Annotation records:
-- -- --
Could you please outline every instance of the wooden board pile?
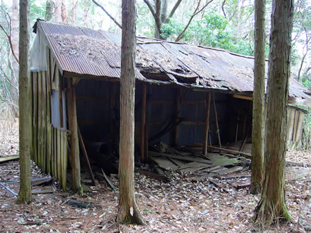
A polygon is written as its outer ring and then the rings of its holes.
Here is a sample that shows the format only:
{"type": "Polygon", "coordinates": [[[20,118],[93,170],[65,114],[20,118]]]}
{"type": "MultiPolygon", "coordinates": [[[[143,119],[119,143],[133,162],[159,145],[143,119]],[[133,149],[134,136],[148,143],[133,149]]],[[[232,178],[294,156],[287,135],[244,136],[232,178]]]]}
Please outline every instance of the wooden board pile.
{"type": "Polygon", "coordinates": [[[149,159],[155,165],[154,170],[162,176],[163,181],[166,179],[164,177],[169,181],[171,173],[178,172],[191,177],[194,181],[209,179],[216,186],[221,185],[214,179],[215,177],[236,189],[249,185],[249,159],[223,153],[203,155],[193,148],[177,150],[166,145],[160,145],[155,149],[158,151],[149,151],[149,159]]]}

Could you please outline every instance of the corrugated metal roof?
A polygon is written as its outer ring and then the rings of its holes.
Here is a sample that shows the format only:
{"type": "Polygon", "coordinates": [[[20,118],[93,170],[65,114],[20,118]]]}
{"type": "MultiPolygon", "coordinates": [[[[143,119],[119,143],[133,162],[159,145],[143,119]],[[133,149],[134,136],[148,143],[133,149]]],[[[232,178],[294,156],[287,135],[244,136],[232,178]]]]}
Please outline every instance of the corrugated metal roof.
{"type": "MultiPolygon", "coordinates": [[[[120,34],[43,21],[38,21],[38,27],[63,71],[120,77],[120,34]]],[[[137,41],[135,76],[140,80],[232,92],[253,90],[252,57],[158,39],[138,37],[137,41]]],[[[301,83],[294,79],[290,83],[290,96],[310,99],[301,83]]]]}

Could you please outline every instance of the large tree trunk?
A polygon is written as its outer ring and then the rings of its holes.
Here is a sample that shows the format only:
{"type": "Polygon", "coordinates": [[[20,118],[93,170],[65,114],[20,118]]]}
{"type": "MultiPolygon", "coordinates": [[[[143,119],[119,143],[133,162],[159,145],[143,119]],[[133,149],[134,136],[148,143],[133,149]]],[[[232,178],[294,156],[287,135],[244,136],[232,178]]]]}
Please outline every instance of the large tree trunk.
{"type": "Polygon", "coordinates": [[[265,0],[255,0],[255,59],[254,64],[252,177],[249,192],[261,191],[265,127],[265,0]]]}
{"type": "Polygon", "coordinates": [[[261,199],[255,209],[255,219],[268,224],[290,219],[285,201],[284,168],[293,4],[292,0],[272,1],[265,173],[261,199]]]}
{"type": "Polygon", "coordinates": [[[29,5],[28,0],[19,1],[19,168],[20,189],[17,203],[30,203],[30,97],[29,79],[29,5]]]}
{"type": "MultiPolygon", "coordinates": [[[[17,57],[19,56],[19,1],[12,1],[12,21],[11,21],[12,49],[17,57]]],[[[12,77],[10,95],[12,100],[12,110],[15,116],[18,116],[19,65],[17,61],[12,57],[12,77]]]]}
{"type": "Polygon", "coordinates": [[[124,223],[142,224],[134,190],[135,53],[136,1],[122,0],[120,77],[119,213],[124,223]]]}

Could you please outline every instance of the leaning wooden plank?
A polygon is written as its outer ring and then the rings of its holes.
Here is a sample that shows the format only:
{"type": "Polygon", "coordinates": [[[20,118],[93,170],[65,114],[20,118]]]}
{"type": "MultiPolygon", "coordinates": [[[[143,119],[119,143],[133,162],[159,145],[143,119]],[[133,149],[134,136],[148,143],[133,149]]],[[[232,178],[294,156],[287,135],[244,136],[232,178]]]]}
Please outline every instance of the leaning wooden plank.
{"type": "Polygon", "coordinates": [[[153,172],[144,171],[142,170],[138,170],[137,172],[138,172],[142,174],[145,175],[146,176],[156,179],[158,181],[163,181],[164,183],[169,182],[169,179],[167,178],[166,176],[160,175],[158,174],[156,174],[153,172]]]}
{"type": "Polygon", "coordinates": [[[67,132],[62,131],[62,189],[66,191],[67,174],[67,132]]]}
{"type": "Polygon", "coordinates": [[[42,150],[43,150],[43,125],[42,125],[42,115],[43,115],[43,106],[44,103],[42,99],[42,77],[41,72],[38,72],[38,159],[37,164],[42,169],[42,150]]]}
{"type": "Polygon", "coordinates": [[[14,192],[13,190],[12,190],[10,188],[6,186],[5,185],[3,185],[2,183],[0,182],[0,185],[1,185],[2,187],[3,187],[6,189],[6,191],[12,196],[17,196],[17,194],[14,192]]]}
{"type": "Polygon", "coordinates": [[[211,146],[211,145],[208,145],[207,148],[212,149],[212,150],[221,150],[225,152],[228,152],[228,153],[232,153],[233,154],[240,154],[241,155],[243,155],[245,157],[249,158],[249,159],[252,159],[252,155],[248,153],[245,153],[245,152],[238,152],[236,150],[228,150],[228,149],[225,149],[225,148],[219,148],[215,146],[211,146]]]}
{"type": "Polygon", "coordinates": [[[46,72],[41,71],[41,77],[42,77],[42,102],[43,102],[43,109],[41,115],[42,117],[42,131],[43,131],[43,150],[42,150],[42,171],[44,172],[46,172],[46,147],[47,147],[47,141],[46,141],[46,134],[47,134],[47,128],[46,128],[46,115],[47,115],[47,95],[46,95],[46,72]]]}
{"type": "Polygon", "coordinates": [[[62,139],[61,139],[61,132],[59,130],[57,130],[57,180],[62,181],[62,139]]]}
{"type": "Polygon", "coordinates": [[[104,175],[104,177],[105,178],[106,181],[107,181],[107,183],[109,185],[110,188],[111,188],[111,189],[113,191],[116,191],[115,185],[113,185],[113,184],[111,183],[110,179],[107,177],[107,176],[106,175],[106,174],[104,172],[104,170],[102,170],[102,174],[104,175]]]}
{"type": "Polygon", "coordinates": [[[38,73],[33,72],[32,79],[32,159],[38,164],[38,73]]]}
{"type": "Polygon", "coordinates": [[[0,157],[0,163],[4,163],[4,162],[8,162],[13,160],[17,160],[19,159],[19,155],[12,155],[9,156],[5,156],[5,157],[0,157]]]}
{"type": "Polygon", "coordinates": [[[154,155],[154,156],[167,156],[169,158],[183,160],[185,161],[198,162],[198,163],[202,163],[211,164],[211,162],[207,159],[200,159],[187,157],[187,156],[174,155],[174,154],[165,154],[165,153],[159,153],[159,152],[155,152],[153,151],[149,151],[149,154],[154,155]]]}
-- -- --
REQUIREMENT: Reproduce, without any change, the lines of the data from the one containing "Could you please outline every instance of the corrugated" down to the one containing "Please outline every instance of the corrugated metal roof.", including both of those lines.

ANSWER TO THIS PROBLEM:
Could you please outline every instance of the corrugated metal roof?
A polygon is written as its outer ring and then the rings of its holes.
Here is a sample that shows the format only:
{"type": "Polygon", "coordinates": [[[20,118],[93,170],[65,114],[20,118]]]}
{"type": "MultiPolygon", "coordinates": [[[[143,119],[119,143],[133,162],[159,145],[143,119]],[[133,149],[134,136],[148,143],[133,149]]],[[[232,178],[294,156],[287,135],[244,136],[232,178]]]]}
Please outline every instance of the corrugated metal roof.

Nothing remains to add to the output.